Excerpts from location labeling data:
# # # # #

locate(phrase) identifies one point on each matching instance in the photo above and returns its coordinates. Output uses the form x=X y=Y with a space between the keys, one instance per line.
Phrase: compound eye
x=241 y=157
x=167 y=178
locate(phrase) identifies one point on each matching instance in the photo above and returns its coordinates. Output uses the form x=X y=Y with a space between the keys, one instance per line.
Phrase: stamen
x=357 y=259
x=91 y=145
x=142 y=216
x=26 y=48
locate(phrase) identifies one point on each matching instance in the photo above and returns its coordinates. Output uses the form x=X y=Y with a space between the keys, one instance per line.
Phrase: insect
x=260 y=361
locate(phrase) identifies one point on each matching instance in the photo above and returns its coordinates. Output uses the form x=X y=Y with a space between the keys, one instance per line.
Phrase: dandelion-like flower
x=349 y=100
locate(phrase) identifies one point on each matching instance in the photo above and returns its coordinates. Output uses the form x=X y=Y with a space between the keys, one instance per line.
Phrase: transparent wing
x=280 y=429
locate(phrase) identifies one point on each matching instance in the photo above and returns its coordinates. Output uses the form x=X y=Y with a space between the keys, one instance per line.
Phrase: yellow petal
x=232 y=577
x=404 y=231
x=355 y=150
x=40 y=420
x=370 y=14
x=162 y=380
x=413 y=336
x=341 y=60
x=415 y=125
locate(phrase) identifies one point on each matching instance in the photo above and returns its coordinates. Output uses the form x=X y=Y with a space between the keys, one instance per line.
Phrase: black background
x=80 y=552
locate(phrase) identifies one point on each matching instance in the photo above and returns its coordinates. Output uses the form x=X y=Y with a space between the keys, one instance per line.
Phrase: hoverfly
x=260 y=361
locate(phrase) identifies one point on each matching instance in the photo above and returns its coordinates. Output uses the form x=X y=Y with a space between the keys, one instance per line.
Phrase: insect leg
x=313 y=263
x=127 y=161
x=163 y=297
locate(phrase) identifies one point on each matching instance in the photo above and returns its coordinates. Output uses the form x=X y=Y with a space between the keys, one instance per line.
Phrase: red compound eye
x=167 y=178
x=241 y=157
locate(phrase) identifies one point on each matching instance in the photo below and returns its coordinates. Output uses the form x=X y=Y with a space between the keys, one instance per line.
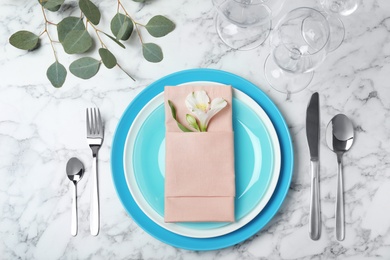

# # # # #

Please locate each line in the rows above that contains the word "compound" and copy those lines out in full.

Phrase: compound eye
Phrase: red compound eye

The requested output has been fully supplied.